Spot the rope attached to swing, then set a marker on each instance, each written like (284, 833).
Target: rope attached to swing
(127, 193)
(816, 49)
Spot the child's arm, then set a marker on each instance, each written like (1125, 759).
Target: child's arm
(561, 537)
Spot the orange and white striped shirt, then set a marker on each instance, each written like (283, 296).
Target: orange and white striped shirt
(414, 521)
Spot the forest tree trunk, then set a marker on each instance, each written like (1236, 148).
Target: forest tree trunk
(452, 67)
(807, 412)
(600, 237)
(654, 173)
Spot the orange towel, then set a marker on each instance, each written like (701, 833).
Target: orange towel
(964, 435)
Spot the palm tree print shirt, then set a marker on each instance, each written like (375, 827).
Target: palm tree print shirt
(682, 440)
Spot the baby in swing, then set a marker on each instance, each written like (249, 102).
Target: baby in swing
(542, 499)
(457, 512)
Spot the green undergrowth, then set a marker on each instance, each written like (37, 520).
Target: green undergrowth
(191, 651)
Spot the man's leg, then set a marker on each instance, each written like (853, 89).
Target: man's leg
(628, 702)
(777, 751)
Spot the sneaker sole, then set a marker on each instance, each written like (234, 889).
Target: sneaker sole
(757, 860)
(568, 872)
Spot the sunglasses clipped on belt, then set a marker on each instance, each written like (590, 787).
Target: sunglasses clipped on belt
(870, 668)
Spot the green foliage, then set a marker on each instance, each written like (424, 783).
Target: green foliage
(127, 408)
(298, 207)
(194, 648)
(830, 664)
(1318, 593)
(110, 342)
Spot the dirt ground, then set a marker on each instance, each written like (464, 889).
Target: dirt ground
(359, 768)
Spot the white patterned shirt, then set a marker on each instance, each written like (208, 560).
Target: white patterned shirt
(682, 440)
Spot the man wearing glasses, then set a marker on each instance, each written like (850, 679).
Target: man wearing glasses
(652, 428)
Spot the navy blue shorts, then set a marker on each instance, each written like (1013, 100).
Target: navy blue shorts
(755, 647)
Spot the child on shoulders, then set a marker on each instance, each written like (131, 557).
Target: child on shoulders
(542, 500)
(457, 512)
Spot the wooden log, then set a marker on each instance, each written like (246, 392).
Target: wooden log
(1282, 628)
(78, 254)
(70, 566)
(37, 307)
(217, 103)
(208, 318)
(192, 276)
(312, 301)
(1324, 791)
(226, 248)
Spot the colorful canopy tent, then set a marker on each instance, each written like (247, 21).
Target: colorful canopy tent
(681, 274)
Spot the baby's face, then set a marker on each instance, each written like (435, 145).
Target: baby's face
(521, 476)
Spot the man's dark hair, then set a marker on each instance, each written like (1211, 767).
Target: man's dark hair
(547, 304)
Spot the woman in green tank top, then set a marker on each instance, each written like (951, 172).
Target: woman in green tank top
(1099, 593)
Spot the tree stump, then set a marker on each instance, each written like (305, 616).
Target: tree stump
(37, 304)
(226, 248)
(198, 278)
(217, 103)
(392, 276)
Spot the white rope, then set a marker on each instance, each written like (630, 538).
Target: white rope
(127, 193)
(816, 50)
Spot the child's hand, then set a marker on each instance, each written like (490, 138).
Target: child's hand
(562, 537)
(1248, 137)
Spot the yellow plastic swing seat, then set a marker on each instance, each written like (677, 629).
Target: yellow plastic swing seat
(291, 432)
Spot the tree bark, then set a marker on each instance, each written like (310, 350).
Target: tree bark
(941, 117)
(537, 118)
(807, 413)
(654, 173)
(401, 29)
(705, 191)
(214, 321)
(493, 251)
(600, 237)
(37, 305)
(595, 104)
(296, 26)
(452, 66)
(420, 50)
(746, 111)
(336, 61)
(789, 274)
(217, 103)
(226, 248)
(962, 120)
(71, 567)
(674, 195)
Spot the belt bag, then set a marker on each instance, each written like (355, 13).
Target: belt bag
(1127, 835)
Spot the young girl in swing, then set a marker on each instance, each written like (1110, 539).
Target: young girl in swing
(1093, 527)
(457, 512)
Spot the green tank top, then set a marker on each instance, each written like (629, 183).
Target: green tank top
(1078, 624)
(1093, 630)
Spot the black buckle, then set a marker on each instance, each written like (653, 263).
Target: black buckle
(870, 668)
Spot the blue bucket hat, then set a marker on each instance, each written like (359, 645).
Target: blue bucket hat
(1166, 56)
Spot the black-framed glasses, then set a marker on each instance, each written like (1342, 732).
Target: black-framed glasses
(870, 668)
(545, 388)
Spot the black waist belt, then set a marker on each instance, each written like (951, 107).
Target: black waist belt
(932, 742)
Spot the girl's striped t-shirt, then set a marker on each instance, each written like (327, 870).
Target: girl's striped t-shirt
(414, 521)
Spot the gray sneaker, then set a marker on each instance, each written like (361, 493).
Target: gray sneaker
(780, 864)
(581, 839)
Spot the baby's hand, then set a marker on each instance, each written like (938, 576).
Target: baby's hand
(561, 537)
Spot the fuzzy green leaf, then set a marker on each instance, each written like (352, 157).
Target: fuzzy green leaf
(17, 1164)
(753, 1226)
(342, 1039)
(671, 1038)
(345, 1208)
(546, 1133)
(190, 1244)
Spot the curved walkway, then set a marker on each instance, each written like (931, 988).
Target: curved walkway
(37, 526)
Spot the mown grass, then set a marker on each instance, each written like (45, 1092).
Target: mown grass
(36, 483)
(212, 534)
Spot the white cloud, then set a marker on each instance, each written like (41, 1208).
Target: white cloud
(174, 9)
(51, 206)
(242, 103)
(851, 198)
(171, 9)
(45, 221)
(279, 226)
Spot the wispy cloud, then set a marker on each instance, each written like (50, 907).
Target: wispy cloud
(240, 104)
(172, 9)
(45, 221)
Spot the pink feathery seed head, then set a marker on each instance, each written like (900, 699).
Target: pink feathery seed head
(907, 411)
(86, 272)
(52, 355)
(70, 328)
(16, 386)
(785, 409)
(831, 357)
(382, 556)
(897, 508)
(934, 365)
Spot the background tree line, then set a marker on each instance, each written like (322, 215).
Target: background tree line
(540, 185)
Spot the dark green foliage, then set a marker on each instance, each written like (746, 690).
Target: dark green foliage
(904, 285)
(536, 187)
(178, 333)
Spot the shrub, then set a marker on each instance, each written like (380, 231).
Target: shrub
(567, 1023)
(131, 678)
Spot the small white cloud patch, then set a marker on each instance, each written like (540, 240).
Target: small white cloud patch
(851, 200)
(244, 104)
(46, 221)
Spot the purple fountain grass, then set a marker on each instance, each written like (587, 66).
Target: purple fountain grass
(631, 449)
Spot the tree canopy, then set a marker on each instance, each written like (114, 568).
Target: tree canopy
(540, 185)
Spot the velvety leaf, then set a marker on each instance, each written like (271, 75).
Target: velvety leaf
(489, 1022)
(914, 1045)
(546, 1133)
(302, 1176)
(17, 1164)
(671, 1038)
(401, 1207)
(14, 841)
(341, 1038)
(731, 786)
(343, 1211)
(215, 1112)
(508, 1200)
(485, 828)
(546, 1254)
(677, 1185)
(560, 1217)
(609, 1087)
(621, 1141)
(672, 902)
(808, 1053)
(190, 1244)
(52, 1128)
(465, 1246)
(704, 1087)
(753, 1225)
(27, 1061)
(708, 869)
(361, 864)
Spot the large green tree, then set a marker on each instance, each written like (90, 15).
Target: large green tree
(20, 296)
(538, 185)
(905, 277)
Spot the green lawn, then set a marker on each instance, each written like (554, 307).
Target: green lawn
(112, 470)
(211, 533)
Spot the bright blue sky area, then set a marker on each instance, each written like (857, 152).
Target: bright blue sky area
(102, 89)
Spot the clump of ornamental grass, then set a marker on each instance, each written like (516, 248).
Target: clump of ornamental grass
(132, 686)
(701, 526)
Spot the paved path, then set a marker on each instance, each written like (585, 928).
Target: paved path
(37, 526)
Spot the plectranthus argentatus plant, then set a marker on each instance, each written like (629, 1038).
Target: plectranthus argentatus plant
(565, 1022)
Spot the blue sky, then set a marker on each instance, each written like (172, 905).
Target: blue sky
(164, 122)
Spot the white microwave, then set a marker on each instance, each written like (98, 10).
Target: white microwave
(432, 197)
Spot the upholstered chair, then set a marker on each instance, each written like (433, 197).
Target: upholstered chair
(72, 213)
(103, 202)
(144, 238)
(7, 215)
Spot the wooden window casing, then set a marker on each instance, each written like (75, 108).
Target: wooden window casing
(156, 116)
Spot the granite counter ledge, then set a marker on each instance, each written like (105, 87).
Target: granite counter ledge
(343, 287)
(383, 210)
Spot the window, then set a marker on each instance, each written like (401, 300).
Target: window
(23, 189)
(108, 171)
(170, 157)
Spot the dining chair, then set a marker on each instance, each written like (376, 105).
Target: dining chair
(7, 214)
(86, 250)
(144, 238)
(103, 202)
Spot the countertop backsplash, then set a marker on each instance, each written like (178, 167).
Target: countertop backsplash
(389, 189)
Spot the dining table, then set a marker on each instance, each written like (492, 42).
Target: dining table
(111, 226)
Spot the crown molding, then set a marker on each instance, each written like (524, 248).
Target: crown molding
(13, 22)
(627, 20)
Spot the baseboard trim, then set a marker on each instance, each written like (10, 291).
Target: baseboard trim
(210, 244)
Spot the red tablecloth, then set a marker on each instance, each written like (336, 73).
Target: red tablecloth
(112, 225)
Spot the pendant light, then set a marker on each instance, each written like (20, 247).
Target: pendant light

━━━━

◆ **TASK ITEM**:
Filter the entries above down to the lines that contain the word "light".

◆ **WRITTEN REPLY**:
Spot the pendant light, then set a marker on each instance, each written like (20, 247).
Target: pendant light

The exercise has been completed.